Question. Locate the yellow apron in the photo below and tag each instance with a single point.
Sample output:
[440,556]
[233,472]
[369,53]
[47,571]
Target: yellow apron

════

Given task >> Edit the listing above so that "yellow apron" becomes "blue apron" everywhere it appears, leaving all other text as it is.

The result >>
Question. Locate the blue apron in the photo below and tag each instance with a single point.
Sample output:
[440,556]
[233,472]
[369,53]
[47,571]
Target: blue apron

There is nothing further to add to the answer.